··· Supplied material ···
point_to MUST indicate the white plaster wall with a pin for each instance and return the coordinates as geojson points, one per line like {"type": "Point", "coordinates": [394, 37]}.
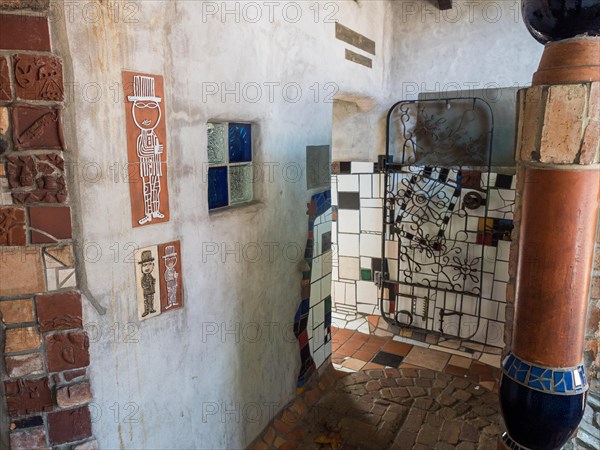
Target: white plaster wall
{"type": "Point", "coordinates": [170, 368]}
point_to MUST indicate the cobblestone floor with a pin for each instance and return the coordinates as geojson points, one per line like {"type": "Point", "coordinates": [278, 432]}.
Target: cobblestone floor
{"type": "Point", "coordinates": [417, 409]}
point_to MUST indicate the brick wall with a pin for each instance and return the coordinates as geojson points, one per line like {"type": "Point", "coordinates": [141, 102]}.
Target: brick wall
{"type": "Point", "coordinates": [44, 375]}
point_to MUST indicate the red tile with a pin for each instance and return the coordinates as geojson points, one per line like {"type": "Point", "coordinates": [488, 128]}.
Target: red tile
{"type": "Point", "coordinates": [19, 32]}
{"type": "Point", "coordinates": [55, 222]}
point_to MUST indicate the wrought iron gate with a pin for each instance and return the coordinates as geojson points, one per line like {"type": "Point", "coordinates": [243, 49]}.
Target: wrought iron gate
{"type": "Point", "coordinates": [435, 216]}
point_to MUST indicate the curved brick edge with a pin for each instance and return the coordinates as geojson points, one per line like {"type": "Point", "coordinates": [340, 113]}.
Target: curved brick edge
{"type": "Point", "coordinates": [48, 393]}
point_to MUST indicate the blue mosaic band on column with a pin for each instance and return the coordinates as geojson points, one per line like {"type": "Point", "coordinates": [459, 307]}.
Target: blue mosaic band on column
{"type": "Point", "coordinates": [511, 444]}
{"type": "Point", "coordinates": [557, 381]}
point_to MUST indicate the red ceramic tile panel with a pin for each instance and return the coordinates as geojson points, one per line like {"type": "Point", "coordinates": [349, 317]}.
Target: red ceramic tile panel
{"type": "Point", "coordinates": [69, 426]}
{"type": "Point", "coordinates": [37, 128]}
{"type": "Point", "coordinates": [25, 397]}
{"type": "Point", "coordinates": [5, 88]}
{"type": "Point", "coordinates": [145, 120]}
{"type": "Point", "coordinates": [38, 77]}
{"type": "Point", "coordinates": [171, 284]}
{"type": "Point", "coordinates": [12, 226]}
{"type": "Point", "coordinates": [19, 32]}
{"type": "Point", "coordinates": [59, 311]}
{"type": "Point", "coordinates": [66, 351]}
{"type": "Point", "coordinates": [55, 222]}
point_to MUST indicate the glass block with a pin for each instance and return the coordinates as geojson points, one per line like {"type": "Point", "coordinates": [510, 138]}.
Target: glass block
{"type": "Point", "coordinates": [218, 195]}
{"type": "Point", "coordinates": [241, 183]}
{"type": "Point", "coordinates": [217, 143]}
{"type": "Point", "coordinates": [240, 142]}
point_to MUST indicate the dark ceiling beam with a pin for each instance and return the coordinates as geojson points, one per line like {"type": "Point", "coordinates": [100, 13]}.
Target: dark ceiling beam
{"type": "Point", "coordinates": [445, 4]}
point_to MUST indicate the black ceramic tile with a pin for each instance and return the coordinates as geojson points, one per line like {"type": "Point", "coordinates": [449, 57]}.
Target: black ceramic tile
{"type": "Point", "coordinates": [388, 359]}
{"type": "Point", "coordinates": [348, 200]}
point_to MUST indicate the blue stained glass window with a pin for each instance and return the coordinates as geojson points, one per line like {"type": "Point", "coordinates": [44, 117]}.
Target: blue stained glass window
{"type": "Point", "coordinates": [240, 142]}
{"type": "Point", "coordinates": [218, 187]}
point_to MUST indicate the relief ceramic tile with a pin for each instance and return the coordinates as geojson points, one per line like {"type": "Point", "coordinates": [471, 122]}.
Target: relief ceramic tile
{"type": "Point", "coordinates": [371, 203]}
{"type": "Point", "coordinates": [350, 295]}
{"type": "Point", "coordinates": [366, 292]}
{"type": "Point", "coordinates": [370, 245]}
{"type": "Point", "coordinates": [499, 291]}
{"type": "Point", "coordinates": [501, 273]}
{"type": "Point", "coordinates": [347, 183]}
{"type": "Point", "coordinates": [348, 221]}
{"type": "Point", "coordinates": [147, 282]}
{"type": "Point", "coordinates": [366, 186]}
{"type": "Point", "coordinates": [362, 167]}
{"type": "Point", "coordinates": [348, 244]}
{"type": "Point", "coordinates": [489, 309]}
{"type": "Point", "coordinates": [146, 147]}
{"type": "Point", "coordinates": [371, 219]}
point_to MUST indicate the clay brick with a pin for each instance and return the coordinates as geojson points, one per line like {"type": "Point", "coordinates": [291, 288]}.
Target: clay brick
{"type": "Point", "coordinates": [27, 439]}
{"type": "Point", "coordinates": [35, 5]}
{"type": "Point", "coordinates": [24, 397]}
{"type": "Point", "coordinates": [73, 395]}
{"type": "Point", "coordinates": [67, 351]}
{"type": "Point", "coordinates": [17, 311]}
{"type": "Point", "coordinates": [54, 222]}
{"type": "Point", "coordinates": [5, 85]}
{"type": "Point", "coordinates": [89, 445]}
{"type": "Point", "coordinates": [563, 121]}
{"type": "Point", "coordinates": [59, 311]}
{"type": "Point", "coordinates": [22, 339]}
{"type": "Point", "coordinates": [530, 109]}
{"type": "Point", "coordinates": [24, 365]}
{"type": "Point", "coordinates": [19, 32]}
{"type": "Point", "coordinates": [12, 226]}
{"type": "Point", "coordinates": [68, 426]}
{"type": "Point", "coordinates": [21, 271]}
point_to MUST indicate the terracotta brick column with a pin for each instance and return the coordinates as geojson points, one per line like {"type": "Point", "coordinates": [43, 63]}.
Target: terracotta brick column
{"type": "Point", "coordinates": [45, 354]}
{"type": "Point", "coordinates": [543, 388]}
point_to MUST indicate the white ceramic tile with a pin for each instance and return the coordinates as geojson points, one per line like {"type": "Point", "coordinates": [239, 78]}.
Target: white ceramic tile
{"type": "Point", "coordinates": [348, 221]}
{"type": "Point", "coordinates": [350, 298]}
{"type": "Point", "coordinates": [366, 292]}
{"type": "Point", "coordinates": [378, 181]}
{"type": "Point", "coordinates": [366, 186]}
{"type": "Point", "coordinates": [348, 183]}
{"type": "Point", "coordinates": [370, 245]}
{"type": "Point", "coordinates": [361, 167]}
{"type": "Point", "coordinates": [338, 292]}
{"type": "Point", "coordinates": [371, 203]}
{"type": "Point", "coordinates": [499, 291]}
{"type": "Point", "coordinates": [371, 219]}
{"type": "Point", "coordinates": [501, 271]}
{"type": "Point", "coordinates": [349, 268]}
{"type": "Point", "coordinates": [348, 244]}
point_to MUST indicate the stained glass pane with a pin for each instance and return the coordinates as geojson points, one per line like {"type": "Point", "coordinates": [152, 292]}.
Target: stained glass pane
{"type": "Point", "coordinates": [218, 195]}
{"type": "Point", "coordinates": [217, 143]}
{"type": "Point", "coordinates": [240, 142]}
{"type": "Point", "coordinates": [241, 183]}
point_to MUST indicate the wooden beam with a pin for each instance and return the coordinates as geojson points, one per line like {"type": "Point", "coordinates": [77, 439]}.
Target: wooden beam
{"type": "Point", "coordinates": [445, 4]}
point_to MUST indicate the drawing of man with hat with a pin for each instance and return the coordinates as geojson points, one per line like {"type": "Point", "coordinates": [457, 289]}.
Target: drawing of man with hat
{"type": "Point", "coordinates": [148, 282]}
{"type": "Point", "coordinates": [146, 115]}
{"type": "Point", "coordinates": [171, 275]}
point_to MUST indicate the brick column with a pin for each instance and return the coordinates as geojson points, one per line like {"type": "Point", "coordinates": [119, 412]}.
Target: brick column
{"type": "Point", "coordinates": [45, 354]}
{"type": "Point", "coordinates": [543, 388]}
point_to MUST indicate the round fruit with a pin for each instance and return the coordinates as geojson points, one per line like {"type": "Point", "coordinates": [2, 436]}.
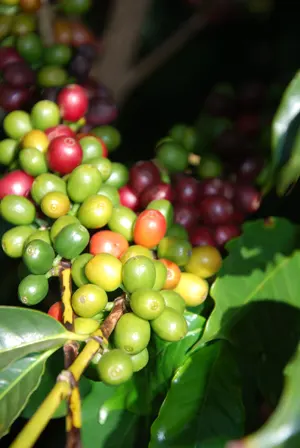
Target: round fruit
{"type": "Point", "coordinates": [16, 124]}
{"type": "Point", "coordinates": [52, 76]}
{"type": "Point", "coordinates": [60, 223]}
{"type": "Point", "coordinates": [64, 155]}
{"type": "Point", "coordinates": [38, 256]}
{"type": "Point", "coordinates": [71, 241]}
{"type": "Point", "coordinates": [173, 156]}
{"type": "Point", "coordinates": [33, 289]}
{"type": "Point", "coordinates": [132, 334]}
{"type": "Point", "coordinates": [161, 275]}
{"type": "Point", "coordinates": [205, 261]}
{"type": "Point", "coordinates": [72, 102]}
{"type": "Point", "coordinates": [122, 220]}
{"type": "Point", "coordinates": [57, 54]}
{"type": "Point", "coordinates": [115, 367]}
{"type": "Point", "coordinates": [13, 240]}
{"type": "Point", "coordinates": [134, 251]}
{"type": "Point", "coordinates": [30, 47]}
{"type": "Point", "coordinates": [109, 191]}
{"type": "Point", "coordinates": [33, 162]}
{"type": "Point", "coordinates": [175, 249]}
{"type": "Point", "coordinates": [109, 135]}
{"type": "Point", "coordinates": [83, 182]}
{"type": "Point", "coordinates": [173, 274]}
{"type": "Point", "coordinates": [150, 227]}
{"type": "Point", "coordinates": [178, 231]}
{"type": "Point", "coordinates": [108, 242]}
{"type": "Point", "coordinates": [128, 198]}
{"type": "Point", "coordinates": [142, 175]}
{"type": "Point", "coordinates": [41, 234]}
{"type": "Point", "coordinates": [138, 272]}
{"type": "Point", "coordinates": [17, 210]}
{"type": "Point", "coordinates": [165, 208]}
{"type": "Point", "coordinates": [89, 300]}
{"type": "Point", "coordinates": [105, 271]}
{"type": "Point", "coordinates": [55, 204]}
{"type": "Point", "coordinates": [104, 167]}
{"type": "Point", "coordinates": [91, 148]}
{"type": "Point", "coordinates": [173, 300]}
{"type": "Point", "coordinates": [95, 211]}
{"type": "Point", "coordinates": [192, 289]}
{"type": "Point", "coordinates": [216, 210]}
{"type": "Point", "coordinates": [45, 114]}
{"type": "Point", "coordinates": [56, 311]}
{"type": "Point", "coordinates": [61, 130]}
{"type": "Point", "coordinates": [147, 304]}
{"type": "Point", "coordinates": [140, 360]}
{"type": "Point", "coordinates": [119, 175]}
{"type": "Point", "coordinates": [78, 269]}
{"type": "Point", "coordinates": [47, 183]}
{"type": "Point", "coordinates": [170, 325]}
{"type": "Point", "coordinates": [8, 151]}
{"type": "Point", "coordinates": [85, 325]}
{"type": "Point", "coordinates": [16, 182]}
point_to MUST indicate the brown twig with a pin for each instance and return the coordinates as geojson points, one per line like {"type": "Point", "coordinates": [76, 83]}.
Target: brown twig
{"type": "Point", "coordinates": [45, 21]}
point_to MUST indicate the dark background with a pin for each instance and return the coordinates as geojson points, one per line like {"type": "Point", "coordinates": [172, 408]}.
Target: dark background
{"type": "Point", "coordinates": [253, 48]}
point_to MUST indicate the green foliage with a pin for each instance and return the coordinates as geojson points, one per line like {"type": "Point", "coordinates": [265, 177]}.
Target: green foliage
{"type": "Point", "coordinates": [25, 331]}
{"type": "Point", "coordinates": [261, 266]}
{"type": "Point", "coordinates": [282, 429]}
{"type": "Point", "coordinates": [204, 400]}
{"type": "Point", "coordinates": [17, 382]}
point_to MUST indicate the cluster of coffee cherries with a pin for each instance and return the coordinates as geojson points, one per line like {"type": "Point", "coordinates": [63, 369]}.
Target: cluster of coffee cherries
{"type": "Point", "coordinates": [62, 197]}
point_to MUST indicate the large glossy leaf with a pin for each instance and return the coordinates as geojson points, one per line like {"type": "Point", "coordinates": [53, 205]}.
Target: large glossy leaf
{"type": "Point", "coordinates": [282, 430]}
{"type": "Point", "coordinates": [285, 122]}
{"type": "Point", "coordinates": [165, 357]}
{"type": "Point", "coordinates": [24, 331]}
{"type": "Point", "coordinates": [261, 265]}
{"type": "Point", "coordinates": [204, 400]}
{"type": "Point", "coordinates": [17, 382]}
{"type": "Point", "coordinates": [119, 429]}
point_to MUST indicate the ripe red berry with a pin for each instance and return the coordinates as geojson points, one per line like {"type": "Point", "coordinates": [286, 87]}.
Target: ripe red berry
{"type": "Point", "coordinates": [247, 198]}
{"type": "Point", "coordinates": [16, 182]}
{"type": "Point", "coordinates": [73, 102]}
{"type": "Point", "coordinates": [216, 210]}
{"type": "Point", "coordinates": [64, 155]}
{"type": "Point", "coordinates": [128, 198]}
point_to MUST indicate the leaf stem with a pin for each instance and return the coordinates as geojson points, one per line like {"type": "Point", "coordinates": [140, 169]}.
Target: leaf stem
{"type": "Point", "coordinates": [63, 388]}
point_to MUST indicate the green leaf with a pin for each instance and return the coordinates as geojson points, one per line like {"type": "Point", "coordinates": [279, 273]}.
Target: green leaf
{"type": "Point", "coordinates": [260, 266]}
{"type": "Point", "coordinates": [284, 121]}
{"type": "Point", "coordinates": [204, 400]}
{"type": "Point", "coordinates": [290, 172]}
{"type": "Point", "coordinates": [282, 430]}
{"type": "Point", "coordinates": [119, 429]}
{"type": "Point", "coordinates": [17, 382]}
{"type": "Point", "coordinates": [53, 367]}
{"type": "Point", "coordinates": [24, 331]}
{"type": "Point", "coordinates": [139, 393]}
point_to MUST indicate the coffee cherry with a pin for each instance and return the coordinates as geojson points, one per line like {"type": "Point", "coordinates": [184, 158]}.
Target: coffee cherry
{"type": "Point", "coordinates": [115, 367]}
{"type": "Point", "coordinates": [205, 261]}
{"type": "Point", "coordinates": [170, 325]}
{"type": "Point", "coordinates": [89, 300]}
{"type": "Point", "coordinates": [132, 334]}
{"type": "Point", "coordinates": [73, 102]}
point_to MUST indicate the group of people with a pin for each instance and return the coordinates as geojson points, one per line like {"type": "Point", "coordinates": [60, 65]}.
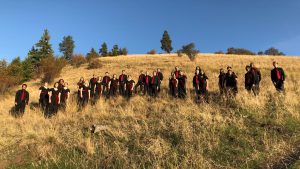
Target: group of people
{"type": "Point", "coordinates": [53, 99]}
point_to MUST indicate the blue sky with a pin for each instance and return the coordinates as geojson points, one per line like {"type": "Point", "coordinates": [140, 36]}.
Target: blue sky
{"type": "Point", "coordinates": [138, 24]}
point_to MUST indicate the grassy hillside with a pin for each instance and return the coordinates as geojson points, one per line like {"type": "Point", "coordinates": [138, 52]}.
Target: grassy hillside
{"type": "Point", "coordinates": [250, 132]}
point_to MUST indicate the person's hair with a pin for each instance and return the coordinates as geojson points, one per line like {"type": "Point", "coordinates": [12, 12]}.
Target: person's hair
{"type": "Point", "coordinates": [56, 83]}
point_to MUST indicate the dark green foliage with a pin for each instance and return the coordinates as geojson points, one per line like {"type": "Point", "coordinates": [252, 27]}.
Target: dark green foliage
{"type": "Point", "coordinates": [103, 50]}
{"type": "Point", "coordinates": [44, 47]}
{"type": "Point", "coordinates": [94, 64]}
{"type": "Point", "coordinates": [78, 60]}
{"type": "Point", "coordinates": [123, 51]}
{"type": "Point", "coordinates": [166, 42]}
{"type": "Point", "coordinates": [91, 55]}
{"type": "Point", "coordinates": [260, 53]}
{"type": "Point", "coordinates": [115, 51]}
{"type": "Point", "coordinates": [273, 52]}
{"type": "Point", "coordinates": [219, 52]}
{"type": "Point", "coordinates": [189, 50]}
{"type": "Point", "coordinates": [152, 52]}
{"type": "Point", "coordinates": [51, 68]}
{"type": "Point", "coordinates": [67, 47]}
{"type": "Point", "coordinates": [239, 51]}
{"type": "Point", "coordinates": [27, 70]}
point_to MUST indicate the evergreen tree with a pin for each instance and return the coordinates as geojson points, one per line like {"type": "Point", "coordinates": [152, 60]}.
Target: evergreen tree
{"type": "Point", "coordinates": [166, 42]}
{"type": "Point", "coordinates": [92, 54]}
{"type": "Point", "coordinates": [103, 50]}
{"type": "Point", "coordinates": [67, 47]}
{"type": "Point", "coordinates": [33, 56]}
{"type": "Point", "coordinates": [27, 70]}
{"type": "Point", "coordinates": [44, 47]}
{"type": "Point", "coordinates": [115, 50]}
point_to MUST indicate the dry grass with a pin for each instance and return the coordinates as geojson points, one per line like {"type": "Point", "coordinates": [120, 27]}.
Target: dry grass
{"type": "Point", "coordinates": [164, 132]}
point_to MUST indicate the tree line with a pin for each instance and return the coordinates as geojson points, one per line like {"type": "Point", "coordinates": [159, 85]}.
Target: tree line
{"type": "Point", "coordinates": [40, 61]}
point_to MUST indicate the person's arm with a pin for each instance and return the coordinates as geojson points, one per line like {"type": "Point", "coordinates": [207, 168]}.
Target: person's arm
{"type": "Point", "coordinates": [27, 100]}
{"type": "Point", "coordinates": [16, 98]}
{"type": "Point", "coordinates": [207, 84]}
{"type": "Point", "coordinates": [81, 89]}
{"type": "Point", "coordinates": [59, 94]}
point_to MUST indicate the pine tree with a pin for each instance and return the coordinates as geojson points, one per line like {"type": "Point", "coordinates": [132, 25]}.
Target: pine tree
{"type": "Point", "coordinates": [27, 70]}
{"type": "Point", "coordinates": [91, 55]}
{"type": "Point", "coordinates": [67, 47]}
{"type": "Point", "coordinates": [44, 47]}
{"type": "Point", "coordinates": [103, 50]}
{"type": "Point", "coordinates": [166, 42]}
{"type": "Point", "coordinates": [115, 50]}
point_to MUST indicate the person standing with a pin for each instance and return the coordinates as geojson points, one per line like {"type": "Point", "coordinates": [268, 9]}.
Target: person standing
{"type": "Point", "coordinates": [98, 89]}
{"type": "Point", "coordinates": [278, 77]}
{"type": "Point", "coordinates": [203, 85]}
{"type": "Point", "coordinates": [140, 82]}
{"type": "Point", "coordinates": [122, 81]}
{"type": "Point", "coordinates": [196, 83]}
{"type": "Point", "coordinates": [147, 84]}
{"type": "Point", "coordinates": [161, 77]}
{"type": "Point", "coordinates": [129, 87]}
{"type": "Point", "coordinates": [154, 84]}
{"type": "Point", "coordinates": [231, 83]}
{"type": "Point", "coordinates": [182, 85]}
{"type": "Point", "coordinates": [256, 78]}
{"type": "Point", "coordinates": [44, 97]}
{"type": "Point", "coordinates": [93, 81]}
{"type": "Point", "coordinates": [221, 83]}
{"type": "Point", "coordinates": [85, 94]}
{"type": "Point", "coordinates": [173, 84]}
{"type": "Point", "coordinates": [105, 84]}
{"type": "Point", "coordinates": [65, 94]}
{"type": "Point", "coordinates": [113, 86]}
{"type": "Point", "coordinates": [177, 72]}
{"type": "Point", "coordinates": [54, 100]}
{"type": "Point", "coordinates": [21, 100]}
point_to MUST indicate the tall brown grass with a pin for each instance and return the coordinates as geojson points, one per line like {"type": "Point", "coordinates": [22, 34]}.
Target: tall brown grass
{"type": "Point", "coordinates": [247, 132]}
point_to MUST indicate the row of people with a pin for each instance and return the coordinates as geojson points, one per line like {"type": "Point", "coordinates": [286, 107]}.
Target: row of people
{"type": "Point", "coordinates": [51, 99]}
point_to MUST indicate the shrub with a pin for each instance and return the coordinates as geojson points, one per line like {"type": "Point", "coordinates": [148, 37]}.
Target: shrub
{"type": "Point", "coordinates": [94, 64]}
{"type": "Point", "coordinates": [51, 68]}
{"type": "Point", "coordinates": [152, 52]}
{"type": "Point", "coordinates": [78, 60]}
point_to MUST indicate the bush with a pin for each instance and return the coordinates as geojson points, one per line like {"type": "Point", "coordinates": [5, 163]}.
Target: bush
{"type": "Point", "coordinates": [78, 60]}
{"type": "Point", "coordinates": [51, 68]}
{"type": "Point", "coordinates": [94, 64]}
{"type": "Point", "coordinates": [152, 52]}
{"type": "Point", "coordinates": [189, 50]}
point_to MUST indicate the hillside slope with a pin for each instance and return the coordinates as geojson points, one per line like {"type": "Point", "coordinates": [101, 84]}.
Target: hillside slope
{"type": "Point", "coordinates": [248, 132]}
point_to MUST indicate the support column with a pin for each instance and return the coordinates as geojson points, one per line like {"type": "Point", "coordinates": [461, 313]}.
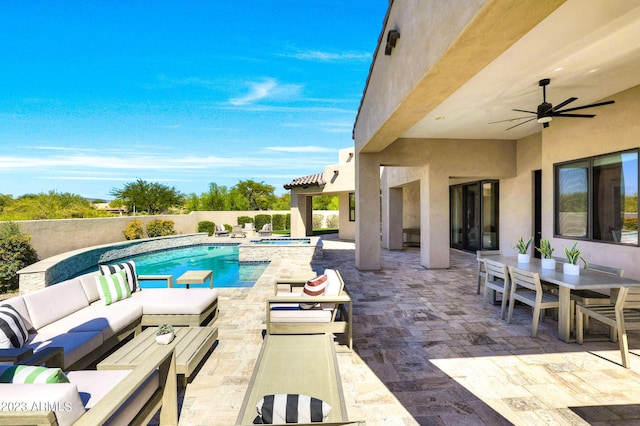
···
» What the task asks
Copy the material from the line with "point_to MUST indicate the bush" up to and including the last line of the material, replacing "Target" with "Label" throughout and leaving everything else as it is. Omit the pictures.

» Solution to this problem
point_to MUST indicate the bush with a pin for each instance and return the coordinates as geojson points, one per line like {"type": "Point", "coordinates": [5, 163]}.
Label: bush
{"type": "Point", "coordinates": [78, 60]}
{"type": "Point", "coordinates": [51, 68]}
{"type": "Point", "coordinates": [94, 64]}
{"type": "Point", "coordinates": [152, 52]}
{"type": "Point", "coordinates": [189, 50]}
point_to MUST indicate the hillside slope with a pin for each instance and return the coordinates as geojson points, one per line like {"type": "Point", "coordinates": [101, 84]}.
Label: hillside slope
{"type": "Point", "coordinates": [248, 132]}
point_to MUST indicate the support column with a pin for each instance and return the coordinates as geojson points, one per line like {"type": "Point", "coordinates": [461, 313]}.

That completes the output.